**Material for this exercise**
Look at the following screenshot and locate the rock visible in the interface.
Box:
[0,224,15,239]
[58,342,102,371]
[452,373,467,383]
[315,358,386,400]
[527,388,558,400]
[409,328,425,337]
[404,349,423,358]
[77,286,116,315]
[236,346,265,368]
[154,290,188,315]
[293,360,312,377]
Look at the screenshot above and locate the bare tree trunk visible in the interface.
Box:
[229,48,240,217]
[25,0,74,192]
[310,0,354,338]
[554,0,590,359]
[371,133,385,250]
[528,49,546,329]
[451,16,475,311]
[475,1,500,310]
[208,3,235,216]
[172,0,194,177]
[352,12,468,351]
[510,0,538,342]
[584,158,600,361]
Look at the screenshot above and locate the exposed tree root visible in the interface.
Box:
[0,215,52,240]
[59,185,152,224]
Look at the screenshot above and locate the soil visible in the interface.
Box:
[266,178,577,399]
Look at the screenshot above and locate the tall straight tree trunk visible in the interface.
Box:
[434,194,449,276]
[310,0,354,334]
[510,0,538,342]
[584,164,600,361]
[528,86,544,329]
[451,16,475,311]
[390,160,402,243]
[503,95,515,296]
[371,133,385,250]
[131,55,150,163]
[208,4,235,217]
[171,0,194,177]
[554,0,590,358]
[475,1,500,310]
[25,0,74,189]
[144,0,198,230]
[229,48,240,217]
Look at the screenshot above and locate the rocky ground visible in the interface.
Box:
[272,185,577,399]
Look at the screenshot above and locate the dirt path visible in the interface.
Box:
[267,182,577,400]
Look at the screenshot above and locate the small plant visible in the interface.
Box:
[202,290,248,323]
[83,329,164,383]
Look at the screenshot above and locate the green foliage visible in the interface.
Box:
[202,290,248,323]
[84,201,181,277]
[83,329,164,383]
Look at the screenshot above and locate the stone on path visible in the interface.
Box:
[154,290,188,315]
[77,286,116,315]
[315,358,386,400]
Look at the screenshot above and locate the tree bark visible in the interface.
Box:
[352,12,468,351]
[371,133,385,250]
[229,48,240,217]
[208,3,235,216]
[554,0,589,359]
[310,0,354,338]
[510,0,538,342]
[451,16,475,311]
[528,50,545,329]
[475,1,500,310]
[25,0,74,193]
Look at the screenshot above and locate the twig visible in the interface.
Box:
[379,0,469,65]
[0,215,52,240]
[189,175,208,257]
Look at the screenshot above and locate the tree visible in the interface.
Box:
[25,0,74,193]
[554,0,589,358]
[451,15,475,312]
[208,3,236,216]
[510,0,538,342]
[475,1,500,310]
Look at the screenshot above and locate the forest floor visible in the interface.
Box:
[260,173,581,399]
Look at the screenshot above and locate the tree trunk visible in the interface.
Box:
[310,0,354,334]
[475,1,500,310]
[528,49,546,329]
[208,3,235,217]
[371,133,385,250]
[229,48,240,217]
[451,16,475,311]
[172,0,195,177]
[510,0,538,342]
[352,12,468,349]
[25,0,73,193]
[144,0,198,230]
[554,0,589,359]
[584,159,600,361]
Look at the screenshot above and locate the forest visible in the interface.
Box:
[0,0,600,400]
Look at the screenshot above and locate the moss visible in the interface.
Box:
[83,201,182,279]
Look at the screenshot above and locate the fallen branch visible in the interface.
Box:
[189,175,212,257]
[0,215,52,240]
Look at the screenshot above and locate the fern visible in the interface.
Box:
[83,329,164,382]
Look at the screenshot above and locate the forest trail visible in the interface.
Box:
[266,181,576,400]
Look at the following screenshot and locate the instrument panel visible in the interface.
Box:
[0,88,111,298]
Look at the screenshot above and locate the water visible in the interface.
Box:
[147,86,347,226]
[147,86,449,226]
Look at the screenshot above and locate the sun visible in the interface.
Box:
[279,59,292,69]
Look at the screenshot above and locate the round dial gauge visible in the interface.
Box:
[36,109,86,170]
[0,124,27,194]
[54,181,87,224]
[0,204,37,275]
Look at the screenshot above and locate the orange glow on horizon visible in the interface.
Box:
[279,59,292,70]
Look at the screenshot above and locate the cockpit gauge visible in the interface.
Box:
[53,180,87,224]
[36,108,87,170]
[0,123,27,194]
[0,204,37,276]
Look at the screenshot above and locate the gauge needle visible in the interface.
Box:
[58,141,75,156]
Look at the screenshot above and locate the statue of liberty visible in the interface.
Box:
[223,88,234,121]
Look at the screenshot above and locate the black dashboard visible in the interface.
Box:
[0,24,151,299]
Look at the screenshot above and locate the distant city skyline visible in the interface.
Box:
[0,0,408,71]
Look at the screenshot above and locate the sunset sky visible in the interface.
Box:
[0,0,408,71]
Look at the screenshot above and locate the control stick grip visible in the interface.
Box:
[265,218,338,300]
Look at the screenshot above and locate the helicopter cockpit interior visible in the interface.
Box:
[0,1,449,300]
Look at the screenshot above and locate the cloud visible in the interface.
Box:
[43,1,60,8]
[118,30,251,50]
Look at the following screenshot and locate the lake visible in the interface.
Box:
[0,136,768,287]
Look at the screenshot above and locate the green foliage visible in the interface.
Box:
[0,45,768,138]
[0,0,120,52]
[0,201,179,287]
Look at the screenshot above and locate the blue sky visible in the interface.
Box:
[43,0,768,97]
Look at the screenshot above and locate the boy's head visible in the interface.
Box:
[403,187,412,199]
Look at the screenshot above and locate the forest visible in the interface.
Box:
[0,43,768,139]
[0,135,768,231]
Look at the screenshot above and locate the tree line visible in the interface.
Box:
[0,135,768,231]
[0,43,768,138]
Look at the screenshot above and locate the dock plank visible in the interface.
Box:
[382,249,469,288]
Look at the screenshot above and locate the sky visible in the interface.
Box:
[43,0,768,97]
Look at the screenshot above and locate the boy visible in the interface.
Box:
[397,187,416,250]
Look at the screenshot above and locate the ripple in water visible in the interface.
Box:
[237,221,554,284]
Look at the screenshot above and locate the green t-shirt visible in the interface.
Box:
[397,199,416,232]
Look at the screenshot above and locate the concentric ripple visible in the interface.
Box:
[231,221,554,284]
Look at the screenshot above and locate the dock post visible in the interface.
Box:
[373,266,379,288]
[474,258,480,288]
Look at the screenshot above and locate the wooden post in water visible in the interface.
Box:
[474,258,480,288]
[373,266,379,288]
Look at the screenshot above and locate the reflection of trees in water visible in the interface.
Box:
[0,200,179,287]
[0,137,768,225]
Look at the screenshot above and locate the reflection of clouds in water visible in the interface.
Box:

**Objective**
Copy all of the items above word for word, leaving nothing out and changing nothing.

**Solved problem**
Look at the following screenshot and locate the rock visible in the interface.
Box:
[0,224,15,239]
[58,342,102,371]
[452,373,467,383]
[315,358,386,400]
[527,388,558,400]
[409,328,425,337]
[404,349,423,358]
[77,286,116,315]
[236,346,265,368]
[154,290,188,315]
[293,360,312,377]
Look at the screenshot above and locate the bare tree trunk visible in the interface.
Box:
[229,48,240,217]
[25,0,74,192]
[310,0,354,338]
[554,0,590,359]
[371,133,385,250]
[528,49,546,329]
[451,16,475,311]
[475,1,500,310]
[208,3,235,216]
[172,0,194,177]
[352,12,468,351]
[510,0,538,342]
[584,158,600,361]
Look at the screenshot above and locate the exposed tree root visible in the interface.
Box:
[0,215,52,240]
[59,185,152,224]
Look at the screenshot above and locate the soil visible in the interface.
Box:
[266,178,577,399]
Look at the screenshot above and locate the tall straight tree trunk visible in the interface.
Box:
[434,194,449,276]
[310,0,354,334]
[510,0,538,342]
[584,164,600,361]
[528,86,544,329]
[451,16,475,311]
[390,160,402,243]
[503,95,515,296]
[371,133,385,250]
[131,55,150,163]
[208,4,235,217]
[171,0,194,177]
[554,0,590,358]
[475,1,500,310]
[25,0,74,189]
[144,0,198,230]
[229,48,240,217]
Look at the screenshot above and locate the rocky ground visible in the interface.
Box:
[272,185,577,399]
Look at the screenshot above and locate the dirt path visible in the interface.
Box:
[267,182,577,400]
Look at the screenshot above and locate the small plant visible in the interface.
Box:
[202,290,248,323]
[83,329,164,383]
Look at the screenshot above and locate the green foliage visible in the interface.
Box:
[202,290,248,323]
[84,201,181,277]
[83,329,164,383]
Look at the screenshot above and locate the stone on path visible in the interface.
Box:
[154,290,188,315]
[77,286,116,315]
[315,358,386,400]
Look at the screenshot above and locate the tree bark visible in the interface.
Box:
[352,12,468,351]
[371,133,385,250]
[229,48,240,217]
[208,3,235,216]
[554,0,589,359]
[310,0,354,338]
[510,0,538,342]
[451,16,475,311]
[528,50,545,329]
[475,1,500,310]
[25,0,74,193]
Look at the screenshot above and locate the twig visible in the interface.
Box:
[379,0,469,65]
[0,215,52,240]
[189,175,208,257]
Look at the screenshot above and locate the tree visible in the interface.
Box:
[25,0,74,193]
[554,0,589,358]
[451,15,475,312]
[208,3,236,216]
[510,0,538,342]
[475,1,500,310]
Look at the screenshot above and locate the forest floor visible in the interface.
Box:
[260,173,581,399]
Look at the screenshot above and locate the tree trunk visible in the interface.
Box:
[310,0,354,334]
[475,1,500,310]
[528,49,546,329]
[208,3,235,217]
[371,133,385,250]
[229,48,240,217]
[451,16,475,311]
[172,0,195,177]
[510,0,538,342]
[352,12,468,349]
[25,0,73,193]
[144,0,198,230]
[554,0,589,359]
[584,159,600,361]
Look at the screenshot above and locate the forest visible in the interface.
Box:
[0,0,600,400]
Look at the screenshot above and locate the moss visible in the interface.
Box:
[83,201,182,279]
Look at the screenshot above and locate the fallen branch visible in the interface.
Box:
[189,175,212,257]
[0,215,52,240]
Look at the screenshot above and locate the fern visible in the interface.
Box:
[83,329,164,382]
Look at the screenshot above and locate the forest trail visible in the interface.
Box:
[266,181,576,400]
Look at the following screenshot and locate the instrument panel visible in the interface.
Box:
[0,88,111,298]
Look at the screenshot above and locate the water visible in the interface.
Box:
[147,86,347,226]
[147,86,449,226]
Look at the screenshot above and locate the sun visible in the interface.
Box:
[279,59,292,69]
Look at the screenshot above and locate the round dial gauge visible in the interface.
Box:
[36,109,86,170]
[0,124,27,194]
[54,181,87,224]
[0,204,37,275]
Look at the screenshot above and locate the orange glow on horizon visible in the interface.
Box:
[279,59,292,70]
Look at the screenshot above and locate the cockpit gauge visible in the interface.
Box:
[53,180,87,224]
[36,108,87,170]
[0,123,27,194]
[0,204,37,276]
Look at the screenshot above and locate the gauge needle visible in the interface.
Box:
[58,141,75,156]
Look at the screenshot above and locate the statue of liberty visible in the interface.
Box:
[223,88,234,121]
Look at the screenshot above and locate the black dashboard visible in the interface.
Box:
[0,24,151,299]
Look at the screenshot above and locate the distant city skyline visible in the interface.
Box:
[0,0,408,71]
Look at the screenshot above and locate the sunset sky visible in the interface.
Box:
[0,0,408,71]
Look at the screenshot above and locate the control stick grip visible in the interface.
Box:
[265,218,338,300]
Look at the screenshot above and locate the helicopter cockpit interior visible in the interface.
Box:
[0,1,449,300]
Look at the screenshot above and locate the cloud visible in the interface.
Box:
[43,1,60,8]
[118,30,251,50]
Look at the following screenshot and locate the lake visible in the interface.
Box:
[0,136,768,287]
Look at the screenshot above and locate the green foliage visible in the interface.
Box:
[0,45,768,138]
[0,0,120,52]
[0,201,179,287]
Look at the screenshot above and locate the blue sky visible in the interface.
Box:
[43,0,768,97]
Look at the screenshot above and locate the boy's head visible in the interface.
Box:
[403,187,412,199]
Look at the screenshot above and locate the forest visible in the interface.
Box:
[0,43,768,139]
[0,135,768,231]
Look at the screenshot above and locate the tree line visible in the interface.
Box:
[0,135,768,231]
[0,43,768,138]
Look at the screenshot above and locate the dock plank visible in the interface.
Box:
[382,249,469,288]
Look at the screenshot above and locate the sky visible in the interface.
Box:
[43,0,768,97]
Look at the screenshot above and locate the boy visible in the interface.
Box:
[397,187,416,250]
Look at the screenshot above and locate the ripple in water visible in the interface.
Box:
[237,221,554,284]
Look at the screenshot above and locate the green t-shirt visible in the interface.
Box:
[397,199,416,232]
Look at the screenshot above and locate the concentric ripple visible in the interface.
Box:
[231,221,554,284]
Look at the screenshot above and locate the dock post visible in the interface.
Box:
[373,266,379,288]
[474,258,480,288]
Look at the screenshot above and locate the wooden post in water visible in the interface.
Box:
[474,258,480,288]
[373,266,379,288]
Look at the screenshot above and locate the reflection of trees in water visible in the interface.
Box:
[0,200,179,287]
[0,137,768,225]
Look at the screenshot above and locate the reflection of clouds in water visible in the interface.
Box:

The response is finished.